[Object position labeling records]
-- Start --

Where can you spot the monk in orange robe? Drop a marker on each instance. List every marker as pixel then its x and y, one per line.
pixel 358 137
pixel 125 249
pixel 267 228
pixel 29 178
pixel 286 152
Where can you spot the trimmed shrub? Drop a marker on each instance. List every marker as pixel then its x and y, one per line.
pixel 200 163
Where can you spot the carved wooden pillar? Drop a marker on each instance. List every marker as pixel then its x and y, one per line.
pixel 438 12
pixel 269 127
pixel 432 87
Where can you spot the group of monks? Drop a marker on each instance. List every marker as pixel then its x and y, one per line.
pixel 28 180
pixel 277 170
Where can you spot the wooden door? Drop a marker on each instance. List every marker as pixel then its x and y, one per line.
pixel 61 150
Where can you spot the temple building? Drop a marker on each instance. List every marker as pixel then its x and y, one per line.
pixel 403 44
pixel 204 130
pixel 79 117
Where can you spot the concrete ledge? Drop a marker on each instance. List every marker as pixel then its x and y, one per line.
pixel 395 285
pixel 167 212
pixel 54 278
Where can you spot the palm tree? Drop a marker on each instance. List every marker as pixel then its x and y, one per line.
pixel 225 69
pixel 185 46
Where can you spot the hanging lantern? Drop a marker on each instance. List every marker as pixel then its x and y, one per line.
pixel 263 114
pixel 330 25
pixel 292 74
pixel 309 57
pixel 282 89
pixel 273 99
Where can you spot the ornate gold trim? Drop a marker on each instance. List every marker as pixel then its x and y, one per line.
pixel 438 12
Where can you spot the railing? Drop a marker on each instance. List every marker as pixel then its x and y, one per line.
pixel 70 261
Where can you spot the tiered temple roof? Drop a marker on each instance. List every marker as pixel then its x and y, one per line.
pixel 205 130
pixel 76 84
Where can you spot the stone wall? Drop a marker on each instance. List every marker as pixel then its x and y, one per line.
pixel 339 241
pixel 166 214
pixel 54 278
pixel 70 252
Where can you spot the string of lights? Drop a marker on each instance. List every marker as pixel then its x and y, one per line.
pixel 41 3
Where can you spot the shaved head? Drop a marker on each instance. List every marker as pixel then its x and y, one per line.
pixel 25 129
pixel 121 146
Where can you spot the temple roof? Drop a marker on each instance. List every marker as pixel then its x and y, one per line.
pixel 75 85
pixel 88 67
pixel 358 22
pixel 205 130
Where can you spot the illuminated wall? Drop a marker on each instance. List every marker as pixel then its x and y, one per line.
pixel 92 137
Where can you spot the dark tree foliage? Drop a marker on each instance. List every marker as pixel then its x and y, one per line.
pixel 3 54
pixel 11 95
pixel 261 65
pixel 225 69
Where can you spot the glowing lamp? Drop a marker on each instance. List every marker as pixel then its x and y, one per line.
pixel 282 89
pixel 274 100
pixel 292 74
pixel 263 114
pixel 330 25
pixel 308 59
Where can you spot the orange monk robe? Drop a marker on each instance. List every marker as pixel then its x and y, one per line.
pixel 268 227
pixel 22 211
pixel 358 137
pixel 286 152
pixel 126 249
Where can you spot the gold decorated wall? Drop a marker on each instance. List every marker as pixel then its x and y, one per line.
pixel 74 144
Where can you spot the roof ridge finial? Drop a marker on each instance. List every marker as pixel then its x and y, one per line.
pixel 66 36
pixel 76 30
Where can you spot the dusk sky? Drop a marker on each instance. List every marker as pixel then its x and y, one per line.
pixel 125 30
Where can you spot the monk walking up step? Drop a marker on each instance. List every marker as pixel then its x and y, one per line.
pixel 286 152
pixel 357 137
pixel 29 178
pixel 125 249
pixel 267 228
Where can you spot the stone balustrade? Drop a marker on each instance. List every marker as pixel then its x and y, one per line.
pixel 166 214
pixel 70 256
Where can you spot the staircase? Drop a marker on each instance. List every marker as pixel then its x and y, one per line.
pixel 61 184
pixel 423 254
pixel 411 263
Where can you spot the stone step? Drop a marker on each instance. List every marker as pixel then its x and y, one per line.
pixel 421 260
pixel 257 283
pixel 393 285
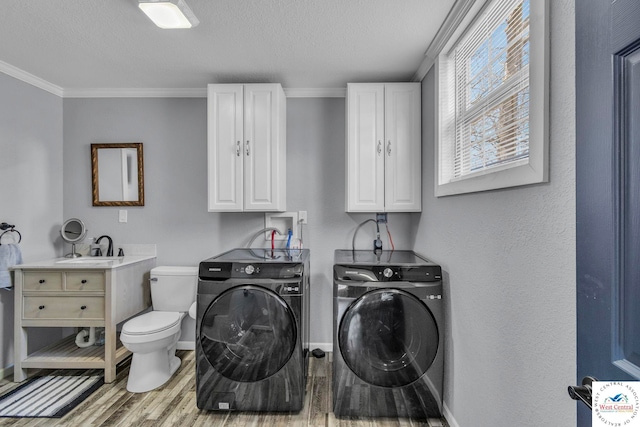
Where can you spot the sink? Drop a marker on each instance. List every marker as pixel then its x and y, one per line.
pixel 88 260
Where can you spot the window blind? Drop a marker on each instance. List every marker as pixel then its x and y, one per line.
pixel 492 90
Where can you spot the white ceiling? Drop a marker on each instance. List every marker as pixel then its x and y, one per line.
pixel 78 45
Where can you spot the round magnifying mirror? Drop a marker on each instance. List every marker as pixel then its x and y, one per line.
pixel 73 230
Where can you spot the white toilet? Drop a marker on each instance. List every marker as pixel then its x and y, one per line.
pixel 152 337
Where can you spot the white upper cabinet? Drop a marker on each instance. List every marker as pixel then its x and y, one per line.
pixel 384 147
pixel 246 147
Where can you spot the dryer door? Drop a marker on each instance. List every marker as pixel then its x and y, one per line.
pixel 248 333
pixel 388 337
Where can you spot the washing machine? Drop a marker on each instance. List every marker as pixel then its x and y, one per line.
pixel 252 330
pixel 388 342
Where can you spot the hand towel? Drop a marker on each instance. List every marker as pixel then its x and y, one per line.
pixel 10 255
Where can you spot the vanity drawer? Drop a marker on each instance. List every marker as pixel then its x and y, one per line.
pixel 85 281
pixel 42 281
pixel 63 307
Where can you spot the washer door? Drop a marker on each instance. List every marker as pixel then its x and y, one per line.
pixel 388 338
pixel 248 333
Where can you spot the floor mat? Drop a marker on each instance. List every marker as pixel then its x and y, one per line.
pixel 48 396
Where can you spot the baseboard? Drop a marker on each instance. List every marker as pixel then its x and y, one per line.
pixel 321 345
pixel 449 416
pixel 6 372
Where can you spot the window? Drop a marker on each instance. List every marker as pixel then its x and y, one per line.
pixel 492 97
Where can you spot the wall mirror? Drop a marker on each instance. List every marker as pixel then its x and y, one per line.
pixel 117 174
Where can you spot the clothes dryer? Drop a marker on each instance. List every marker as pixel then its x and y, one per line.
pixel 388 342
pixel 252 330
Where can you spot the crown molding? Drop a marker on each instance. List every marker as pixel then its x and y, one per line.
pixel 136 93
pixel 21 75
pixel 447 30
pixel 315 92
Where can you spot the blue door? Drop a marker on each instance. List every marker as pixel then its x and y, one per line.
pixel 607 191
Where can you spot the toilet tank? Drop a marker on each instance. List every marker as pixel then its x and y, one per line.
pixel 173 288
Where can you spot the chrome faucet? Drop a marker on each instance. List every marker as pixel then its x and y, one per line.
pixel 110 248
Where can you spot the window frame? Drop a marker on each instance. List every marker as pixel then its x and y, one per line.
pixel 533 171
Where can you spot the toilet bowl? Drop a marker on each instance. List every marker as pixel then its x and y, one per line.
pixel 152 337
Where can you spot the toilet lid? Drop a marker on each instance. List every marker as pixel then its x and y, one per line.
pixel 154 321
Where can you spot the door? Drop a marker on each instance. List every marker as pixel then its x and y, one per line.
pixel 225 147
pixel 388 338
pixel 607 191
pixel 248 333
pixel 265 150
pixel 403 158
pixel 365 147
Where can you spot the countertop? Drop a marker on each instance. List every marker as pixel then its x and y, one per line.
pixel 104 263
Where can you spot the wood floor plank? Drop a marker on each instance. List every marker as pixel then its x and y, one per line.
pixel 174 404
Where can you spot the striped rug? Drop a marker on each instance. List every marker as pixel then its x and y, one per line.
pixel 49 396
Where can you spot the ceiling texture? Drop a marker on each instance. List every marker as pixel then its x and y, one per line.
pixel 88 46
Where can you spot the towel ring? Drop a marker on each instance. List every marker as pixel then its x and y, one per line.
pixel 9 229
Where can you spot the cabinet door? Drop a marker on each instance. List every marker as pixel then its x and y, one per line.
pixel 403 159
pixel 225 147
pixel 265 147
pixel 365 148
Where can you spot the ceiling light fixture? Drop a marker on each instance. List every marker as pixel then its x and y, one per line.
pixel 169 14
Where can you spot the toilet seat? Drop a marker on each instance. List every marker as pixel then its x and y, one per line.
pixel 151 326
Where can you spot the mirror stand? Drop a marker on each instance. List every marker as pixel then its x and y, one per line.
pixel 73 230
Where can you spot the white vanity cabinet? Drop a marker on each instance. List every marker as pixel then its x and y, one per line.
pixel 246 147
pixel 383 156
pixel 61 293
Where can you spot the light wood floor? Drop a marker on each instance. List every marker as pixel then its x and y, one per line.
pixel 174 404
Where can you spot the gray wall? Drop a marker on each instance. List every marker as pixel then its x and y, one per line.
pixel 175 217
pixel 509 265
pixel 31 186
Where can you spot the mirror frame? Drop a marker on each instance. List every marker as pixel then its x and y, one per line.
pixel 81 235
pixel 94 175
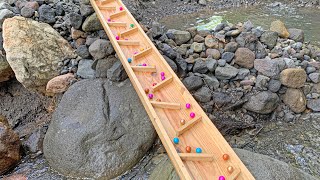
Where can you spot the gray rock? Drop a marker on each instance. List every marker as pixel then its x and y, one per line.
pixel 314 104
pixel 47 14
pixel 92 23
pixel 274 85
pixel 117 73
pixel 315 77
pixel 85 69
pixel 203 95
pixel 200 66
pixel 27 12
pixel 263 102
pixel 192 83
pixel 269 67
pixel 228 56
pixel 92 131
pixel 262 82
pixel 4 14
pixel 83 51
pixel 100 49
pixel 296 34
pixel 226 72
pixel 211 64
pixel 269 38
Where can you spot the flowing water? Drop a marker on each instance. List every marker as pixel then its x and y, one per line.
pixel 307 19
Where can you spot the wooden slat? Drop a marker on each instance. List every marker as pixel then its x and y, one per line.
pixel 162 84
pixel 128 43
pixel 142 53
pixel 166 105
pixel 144 68
pixel 196 157
pixel 107 7
pixel 128 32
pixel 117 24
pixel 188 125
pixel 117 14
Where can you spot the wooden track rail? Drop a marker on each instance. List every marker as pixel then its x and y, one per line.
pixel 195 146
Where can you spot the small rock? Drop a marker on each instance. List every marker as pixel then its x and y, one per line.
pixel 293 77
pixel 226 72
pixel 244 57
pixel 295 99
pixel 85 70
pixel 263 103
pixel 315 77
pixel 296 34
pixel 92 23
pixel 280 28
pixel 47 14
pixel 60 83
pixel 203 95
pixel 192 83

-- End --

Lay out the records from the line containing "Where can you spot the wooden track" through the line containing "pixel 195 146" as a Markdown table with columns No. and Line, giving each line a row number and leaving out blank lines.

#### RIGHT ANSWER:
| No. | Line |
|---|---|
| 1 | Where can you spot the wooden track rail? Drop a marker on each instance. List every marker as pixel then its x and y, one per line. |
| 2 | pixel 195 146 |